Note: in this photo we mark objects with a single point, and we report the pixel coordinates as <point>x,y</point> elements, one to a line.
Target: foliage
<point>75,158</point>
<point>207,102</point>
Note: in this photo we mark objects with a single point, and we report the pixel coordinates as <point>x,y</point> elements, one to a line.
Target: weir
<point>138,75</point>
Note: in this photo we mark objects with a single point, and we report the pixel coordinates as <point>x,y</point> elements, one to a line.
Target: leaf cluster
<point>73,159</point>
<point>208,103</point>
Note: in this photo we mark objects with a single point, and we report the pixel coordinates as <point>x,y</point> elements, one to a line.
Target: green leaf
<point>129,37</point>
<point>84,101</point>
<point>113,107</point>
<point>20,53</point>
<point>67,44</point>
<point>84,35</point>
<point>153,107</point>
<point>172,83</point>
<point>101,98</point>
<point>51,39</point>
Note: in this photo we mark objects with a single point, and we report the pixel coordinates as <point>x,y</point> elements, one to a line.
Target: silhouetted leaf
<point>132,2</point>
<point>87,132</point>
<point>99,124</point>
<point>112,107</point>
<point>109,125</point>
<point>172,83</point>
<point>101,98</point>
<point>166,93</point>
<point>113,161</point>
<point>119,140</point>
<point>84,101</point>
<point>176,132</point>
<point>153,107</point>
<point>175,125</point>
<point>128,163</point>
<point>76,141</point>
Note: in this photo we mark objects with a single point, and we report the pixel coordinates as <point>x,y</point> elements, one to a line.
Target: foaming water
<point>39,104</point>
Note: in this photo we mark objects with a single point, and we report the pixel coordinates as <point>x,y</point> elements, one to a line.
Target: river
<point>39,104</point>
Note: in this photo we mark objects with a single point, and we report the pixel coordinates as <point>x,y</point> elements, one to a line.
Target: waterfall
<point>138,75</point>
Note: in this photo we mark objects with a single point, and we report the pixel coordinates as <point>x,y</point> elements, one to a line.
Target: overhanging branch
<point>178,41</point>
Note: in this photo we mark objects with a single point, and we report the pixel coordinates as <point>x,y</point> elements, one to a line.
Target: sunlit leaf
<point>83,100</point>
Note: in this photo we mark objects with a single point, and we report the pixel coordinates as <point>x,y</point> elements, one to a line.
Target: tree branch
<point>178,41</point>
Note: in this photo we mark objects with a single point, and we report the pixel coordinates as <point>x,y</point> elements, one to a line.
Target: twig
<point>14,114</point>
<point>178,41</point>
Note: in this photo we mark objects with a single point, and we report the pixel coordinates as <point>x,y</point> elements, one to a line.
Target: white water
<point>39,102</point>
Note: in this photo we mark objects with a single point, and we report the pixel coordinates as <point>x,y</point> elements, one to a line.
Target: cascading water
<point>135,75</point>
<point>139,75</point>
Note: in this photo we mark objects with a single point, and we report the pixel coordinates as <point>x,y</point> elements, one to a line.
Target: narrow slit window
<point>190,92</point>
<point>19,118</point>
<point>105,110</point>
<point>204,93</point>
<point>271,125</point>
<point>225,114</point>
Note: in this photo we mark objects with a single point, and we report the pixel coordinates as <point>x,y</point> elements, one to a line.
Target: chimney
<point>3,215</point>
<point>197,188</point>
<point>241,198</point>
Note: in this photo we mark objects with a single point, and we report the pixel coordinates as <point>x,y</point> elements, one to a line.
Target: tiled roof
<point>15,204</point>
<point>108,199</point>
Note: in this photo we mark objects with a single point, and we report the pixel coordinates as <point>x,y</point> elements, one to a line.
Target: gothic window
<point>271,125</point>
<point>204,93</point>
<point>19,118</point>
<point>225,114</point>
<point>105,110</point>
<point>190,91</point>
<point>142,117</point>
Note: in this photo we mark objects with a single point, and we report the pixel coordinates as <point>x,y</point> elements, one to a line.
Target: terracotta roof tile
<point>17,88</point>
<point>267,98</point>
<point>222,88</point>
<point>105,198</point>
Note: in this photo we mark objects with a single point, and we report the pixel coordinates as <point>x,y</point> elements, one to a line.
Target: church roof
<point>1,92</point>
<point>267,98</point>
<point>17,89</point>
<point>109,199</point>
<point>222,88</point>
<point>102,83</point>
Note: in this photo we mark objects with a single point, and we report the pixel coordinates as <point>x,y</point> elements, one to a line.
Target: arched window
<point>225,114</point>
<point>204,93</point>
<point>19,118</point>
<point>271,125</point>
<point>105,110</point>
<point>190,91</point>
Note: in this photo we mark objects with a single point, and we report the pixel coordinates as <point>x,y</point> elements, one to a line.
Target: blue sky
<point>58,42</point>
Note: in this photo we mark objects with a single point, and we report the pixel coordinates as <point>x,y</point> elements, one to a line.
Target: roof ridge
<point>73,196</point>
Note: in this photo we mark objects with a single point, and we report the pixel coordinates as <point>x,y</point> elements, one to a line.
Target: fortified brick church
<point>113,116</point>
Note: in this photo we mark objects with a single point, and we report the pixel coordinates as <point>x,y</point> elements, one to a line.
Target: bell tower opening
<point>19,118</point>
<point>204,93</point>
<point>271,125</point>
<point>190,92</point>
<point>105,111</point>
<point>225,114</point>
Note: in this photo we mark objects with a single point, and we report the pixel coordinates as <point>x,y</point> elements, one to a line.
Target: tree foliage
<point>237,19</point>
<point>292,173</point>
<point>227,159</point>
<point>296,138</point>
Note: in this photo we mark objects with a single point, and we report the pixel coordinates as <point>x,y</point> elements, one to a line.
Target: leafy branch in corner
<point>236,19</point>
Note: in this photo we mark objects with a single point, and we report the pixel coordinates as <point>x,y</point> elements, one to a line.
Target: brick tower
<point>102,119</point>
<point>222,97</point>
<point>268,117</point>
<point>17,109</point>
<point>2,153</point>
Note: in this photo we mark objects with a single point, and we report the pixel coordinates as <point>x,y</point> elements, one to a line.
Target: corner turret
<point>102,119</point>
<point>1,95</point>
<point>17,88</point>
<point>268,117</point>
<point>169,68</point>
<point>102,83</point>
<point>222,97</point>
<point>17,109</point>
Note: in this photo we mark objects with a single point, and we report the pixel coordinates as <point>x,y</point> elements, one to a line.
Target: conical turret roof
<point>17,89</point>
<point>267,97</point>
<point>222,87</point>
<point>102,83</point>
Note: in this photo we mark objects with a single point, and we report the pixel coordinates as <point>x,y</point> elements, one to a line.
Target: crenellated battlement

#####

What to produce: Recast every line of the items above as a JSON list of strings, one string per line, leaving out any blank lines.

Answer for this exercise:
[
  "Note: in this photo we mark objects with a single point, and we report the pixel coordinates as <point>x,y</point> elements, one to a line.",
  "Target: foliage",
  "<point>75,158</point>",
  "<point>207,102</point>",
  "Note: in this photo we mark objects with a single point, and we report the pixel coordinates as <point>x,y</point> elements, one to a line.",
  "Target: weir",
  "<point>138,75</point>",
  "Note: in this photo we mark objects with a single point, and we report the pixel coordinates as <point>x,y</point> elements, one to a line.",
  "Target: leaf cluster",
  "<point>73,159</point>",
  "<point>208,103</point>",
  "Note: in this photo we mark objects with a single point, and we report the pixel coordinates as <point>x,y</point> elements, one to a line.",
  "Target: green leaf",
  "<point>129,37</point>",
  "<point>84,101</point>",
  "<point>113,107</point>",
  "<point>20,53</point>",
  "<point>67,44</point>",
  "<point>84,35</point>",
  "<point>153,107</point>",
  "<point>172,83</point>",
  "<point>101,98</point>",
  "<point>51,39</point>",
  "Note: in this photo we mark objects with a single point, and we report the pixel coordinates as <point>x,y</point> elements, one to a line.",
  "Target: silhouetted leaf",
  "<point>132,2</point>",
  "<point>87,132</point>",
  "<point>99,124</point>",
  "<point>112,107</point>",
  "<point>109,125</point>",
  "<point>172,83</point>",
  "<point>101,98</point>",
  "<point>166,93</point>",
  "<point>113,161</point>",
  "<point>119,140</point>",
  "<point>84,101</point>",
  "<point>176,132</point>",
  "<point>153,107</point>",
  "<point>175,125</point>",
  "<point>128,163</point>",
  "<point>76,141</point>",
  "Note: in this photo we mark objects with a single point, and we report the pixel coordinates as <point>x,y</point> elements, one to a line.",
  "Target: foaming water",
  "<point>39,104</point>",
  "Note: in this photo we mark objects with a single point, and we report the pixel coordinates as <point>x,y</point> elements, one to a line.",
  "Target: river",
  "<point>39,104</point>",
  "Note: in this photo we mark objects with a single point, and we report the pixel coordinates as <point>x,y</point> elements, one to a line.",
  "Target: waterfall",
  "<point>138,75</point>",
  "Note: in this photo we mark objects with a single point, and we report the pixel coordinates as <point>x,y</point> elements, one to a line.",
  "Target: overhanging branch",
  "<point>178,41</point>",
  "Note: in this photo we mark objects with a single point, and we report the pixel coordinates as <point>x,y</point> elements, one to a line.",
  "Target: sunlit leaf",
  "<point>83,100</point>",
  "Note: in this photo we mark objects with a single point, and we report the pixel coordinates as <point>x,y</point> elements, one to a line.",
  "Target: tree branch",
  "<point>178,41</point>",
  "Note: in this photo we mark objects with a single point, and we report the pixel coordinates as <point>x,y</point> elements, one to a line.",
  "Target: twig",
  "<point>14,114</point>",
  "<point>178,41</point>",
  "Note: in this photo we mark objects with a single point, and we report the pixel coordinates as <point>x,y</point> elements, one to a line.",
  "Target: white water",
  "<point>39,102</point>",
  "Note: in this photo we mark objects with a single point, and we report the pixel coordinates as <point>x,y</point> elements, one to a line.",
  "Target: cascading water",
  "<point>135,75</point>",
  "<point>139,75</point>",
  "Note: in this photo we mark objects with a single point, and we report the pixel coordinates as <point>x,y</point> elements, one to a line.",
  "Target: narrow slit window",
  "<point>190,92</point>",
  "<point>19,118</point>",
  "<point>105,110</point>",
  "<point>204,93</point>",
  "<point>271,125</point>",
  "<point>225,114</point>",
  "Note: in this photo we mark objects with a single point, and we report the pixel coordinates as <point>x,y</point> elements, one to a line.",
  "Target: chimney",
  "<point>3,215</point>",
  "<point>197,188</point>",
  "<point>241,198</point>",
  "Note: in this photo we mark objects with a single point, and we report the pixel coordinates as <point>x,y</point> elements, one to a line.",
  "Target: tiled roof",
  "<point>15,204</point>",
  "<point>108,199</point>",
  "Note: in this photo we mark objects with a single point, and we report the pixel coordinates as <point>x,y</point> elements, one to a line.",
  "Target: gothic window",
  "<point>271,125</point>",
  "<point>204,93</point>",
  "<point>19,118</point>",
  "<point>225,114</point>",
  "<point>105,110</point>",
  "<point>190,91</point>",
  "<point>142,117</point>",
  "Note: in this photo we mark objects with a single point, and we report the pixel coordinates as <point>x,y</point> elements, one to a line.",
  "Target: terracotta roof tile",
  "<point>17,88</point>",
  "<point>267,98</point>",
  "<point>222,88</point>",
  "<point>105,198</point>",
  "Note: in this photo we mark objects with a single point, and we report the pixel coordinates as <point>x,y</point> elements, one to a line.",
  "Target: church roof",
  "<point>1,92</point>",
  "<point>267,98</point>",
  "<point>17,89</point>",
  "<point>109,199</point>",
  "<point>222,88</point>",
  "<point>102,83</point>",
  "Note: in this photo we mark objects with a single point, and we report the pixel coordinates as <point>x,y</point> elements, one to a line.",
  "Target: arched window",
  "<point>225,114</point>",
  "<point>204,93</point>",
  "<point>19,118</point>",
  "<point>271,125</point>",
  "<point>105,110</point>",
  "<point>190,91</point>",
  "Note: in this photo we mark objects with a single point, and we report the pixel coordinates as <point>x,y</point> elements, one to a line.",
  "Target: blue sky",
  "<point>58,42</point>",
  "Note: in this photo we mark objects with a single point, and we report the pixel coordinates as <point>x,y</point> elements, one to a line.",
  "Target: roof ridge",
  "<point>73,196</point>",
  "Note: in this photo we mark objects with a single point, and we report the pixel coordinates as <point>x,y</point> elements, one to a line.",
  "Target: fortified brick church",
  "<point>113,116</point>",
  "Note: in this photo we mark objects with a single point, and we report the pixel coordinates as <point>x,y</point> elements, one to a line.",
  "Target: bell tower opening",
  "<point>19,118</point>",
  "<point>204,93</point>",
  "<point>271,125</point>",
  "<point>190,92</point>",
  "<point>105,111</point>",
  "<point>225,114</point>",
  "Note: in this photo we mark objects with a single point, and we report the pixel coordinates as <point>x,y</point> elements, one to a line.",
  "Target: tree foliage",
  "<point>237,19</point>",
  "<point>292,173</point>",
  "<point>227,159</point>",
  "<point>296,138</point>",
  "Note: in this photo we mark objects with a single point, and we report the pixel coordinates as <point>x,y</point> elements, one to a line.",
  "Target: leafy branch in corner",
  "<point>236,19</point>",
  "Note: in this photo we mark objects with a single point, and we report the pixel coordinates as <point>x,y</point> elements, one to a line.",
  "Target: brick tower",
  "<point>102,119</point>",
  "<point>222,97</point>",
  "<point>268,117</point>",
  "<point>17,109</point>",
  "<point>2,153</point>",
  "Note: in this photo we mark objects with a single point, and we report the pixel coordinates as <point>x,y</point> elements, one to a line.",
  "Target: corner turret",
  "<point>102,119</point>",
  "<point>1,95</point>",
  "<point>17,88</point>",
  "<point>268,117</point>",
  "<point>169,68</point>",
  "<point>102,83</point>",
  "<point>222,97</point>",
  "<point>17,109</point>",
  "Note: in this photo we mark objects with a single point, and we report the pixel coordinates as <point>x,y</point> elements, one to a line.",
  "Target: conical turret roof",
  "<point>17,89</point>",
  "<point>267,97</point>",
  "<point>222,87</point>",
  "<point>102,83</point>",
  "Note: in this photo we mark objects with a single point, and we report the pixel coordinates as <point>x,y</point> elements, one to a line.",
  "Target: crenellated battlement"
]